SOURCE EXCERPT:
__________________________________________________
American Politics: The Two Great Movements

American political discourse today is dominated by two radically opposed movements.

One of these two movements is an aggresively anti-intellectual, anti-elite, passionately-populist, resentment-fueled, demagogue-led mob. It identifies its own with in-group language and special cultural symbols, quickly grouping anyone who fails to use the correct code-phrases as either politically out-of-touch or (more likely) as a representative of that other movement, The Enemy. This movement relies on social media echo-chambers to maintain a shared narrative placed on top of its underlying cultural obsessions.

This narrative always includes some core elements. One is the continual tone of extreme accusation against its opponents, who are accused of the most malicious possible intent. Opponents are regularly compared to history's most despotic governments, to mass murdering regimes, and frequently to apocalyptic religious figures and fictional dystopian archetypes. The narrative also reliably combines a strange pair of themes; the movement is both the perpetual political underdog, and also represents the True America. That is, regardless of changing historical details, this movement maintains the claim that it fundamentally represents the American majority, and fundamentally fights against the established powers of special interests that subvert the people's interests. The movement always claims to be both majority and underdog. The Enemy is usually condemned for subverting American interests in favor of secretive foreign entanglements.

Because of the gulf between the movement and its opposition, neither side feels compelled to make complex political-philosophical claims or to commit themselves to elaborate policy proposals. Little or no attempt is made to publicly argue the merits and demerits of abstract philosophy or policy at all. No attempt to recruit outsiders on the basis of extensive arguments is ever made. Rather, the spirit of hostility and the threat of danger is deliberately and continually cultivated in order to drive the movement's own members and sympathizers to commit more fully, simply because of the threat of The Enemy.

The other of these two movements is an aggresively anti-intellectual, anti-elite, passionately-populist, resentment-fueled, demagogue-led mob. It identifies its own with in-group language and special cultural symbols, quickly grouping anyone who fails to use the correct code-phrases as either politically out-of-touch or (more likely) as a representative of that other movement, The Enemy. This movement relies on social media echo-chambers to maintain a shared narrative placed on top of its underlying cultural obsessions.

This narrative always includes some core elements. One is the continual tone of extreme accusation against its opponents, who are accused of the most malicious possible intent. Opponents are regularly compared to history's most despotic governments, to mass murdering regimes, and frequently to apocalyptic religious figures and fictional dystopian archetypes. The narrative also reliably combines a strange pair of themes; the movement is both the perpetual political underdog, and also represents the True America. That is, regardless of changing historical details, this movement maintains the claim that it fundamentally represents the American majority, and fundamentally fights against the established powers of special interests that subvert the people's interests. The movement always claims to be both majority and underdog. The Enemy is usually condemned for subverting American interests in favor of secretive foreign entanglements.
__________________________________________________
TASK DESCRIPTION:
Return, verbatim, the portion of the passage on America's two political movements between "Because of the gulf" and "of The Enemy.", inclusive.

Location identification listing
__________________________________________________
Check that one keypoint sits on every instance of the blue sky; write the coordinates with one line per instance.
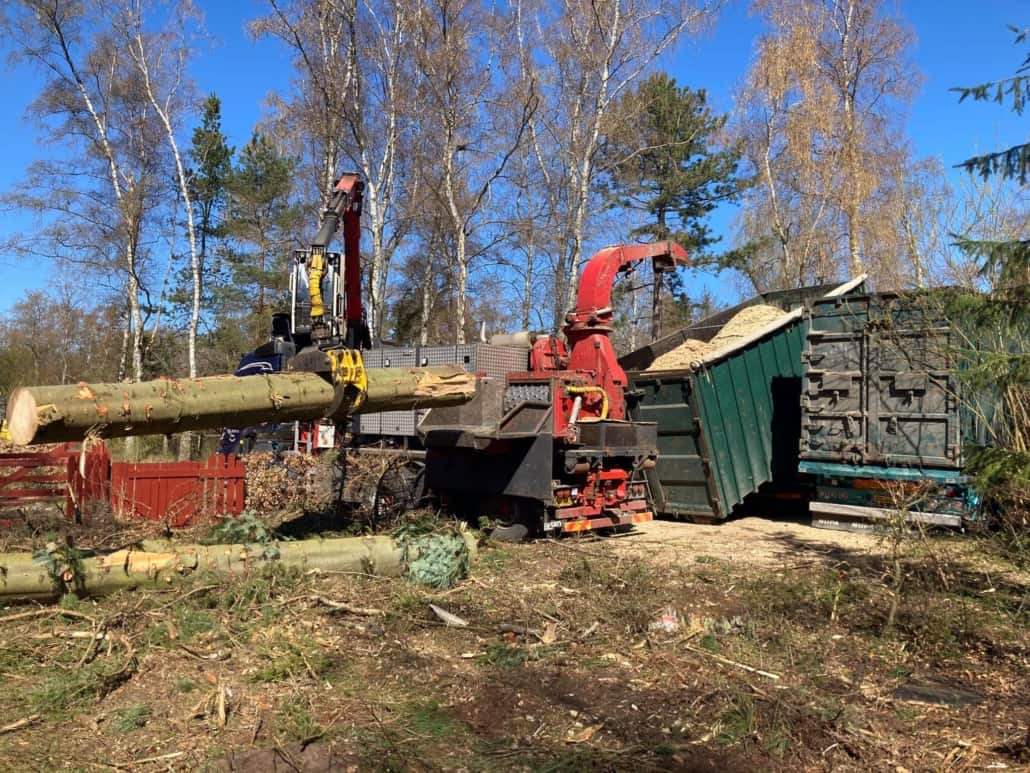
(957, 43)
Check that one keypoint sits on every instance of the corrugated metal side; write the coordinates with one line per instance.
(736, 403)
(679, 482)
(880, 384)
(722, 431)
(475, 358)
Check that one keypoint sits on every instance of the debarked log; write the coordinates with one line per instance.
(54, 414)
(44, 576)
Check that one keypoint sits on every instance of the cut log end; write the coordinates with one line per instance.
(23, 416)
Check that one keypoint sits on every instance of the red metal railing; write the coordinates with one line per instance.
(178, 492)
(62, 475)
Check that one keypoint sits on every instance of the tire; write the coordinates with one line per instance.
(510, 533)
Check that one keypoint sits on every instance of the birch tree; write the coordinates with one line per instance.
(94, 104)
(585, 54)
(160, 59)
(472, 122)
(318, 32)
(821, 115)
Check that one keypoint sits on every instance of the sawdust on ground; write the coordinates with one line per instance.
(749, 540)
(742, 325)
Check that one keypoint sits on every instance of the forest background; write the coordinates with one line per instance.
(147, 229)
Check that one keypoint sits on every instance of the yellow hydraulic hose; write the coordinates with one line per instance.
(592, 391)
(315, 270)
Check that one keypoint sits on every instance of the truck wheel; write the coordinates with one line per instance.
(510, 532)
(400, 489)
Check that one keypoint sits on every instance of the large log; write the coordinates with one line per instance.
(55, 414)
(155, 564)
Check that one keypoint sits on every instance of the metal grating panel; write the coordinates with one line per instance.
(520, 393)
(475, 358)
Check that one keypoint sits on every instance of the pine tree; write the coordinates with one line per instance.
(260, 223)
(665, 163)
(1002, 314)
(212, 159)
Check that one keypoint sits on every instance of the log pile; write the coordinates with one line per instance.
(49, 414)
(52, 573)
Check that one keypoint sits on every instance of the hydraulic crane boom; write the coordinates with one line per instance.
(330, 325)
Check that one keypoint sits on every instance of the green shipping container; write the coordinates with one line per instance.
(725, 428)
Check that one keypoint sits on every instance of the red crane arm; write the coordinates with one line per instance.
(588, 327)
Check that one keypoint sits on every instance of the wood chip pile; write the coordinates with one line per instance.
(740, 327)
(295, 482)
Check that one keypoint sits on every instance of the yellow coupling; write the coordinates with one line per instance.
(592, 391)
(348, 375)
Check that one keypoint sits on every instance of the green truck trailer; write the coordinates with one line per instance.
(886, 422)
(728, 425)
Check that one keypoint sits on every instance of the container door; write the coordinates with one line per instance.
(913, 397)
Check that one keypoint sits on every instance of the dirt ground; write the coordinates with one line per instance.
__________________________________________________
RESPONSE TO THE TASK:
Because of the gulf between the movement and its opposition, neither side feels compelled to make complex political-philosophical claims or to commit themselves to elaborate policy proposals. Little or no attempt is made to publicly argue the merits and demerits of abstract philosophy or policy at all. No attempt to recruit outsiders on the basis of extensive arguments is ever made. Rather, the spirit of hostility and the threat of danger is deliberately and continually cultivated in order to drive the movement's own members and sympathizers to commit more fully, simply because of the threat of The Enemy.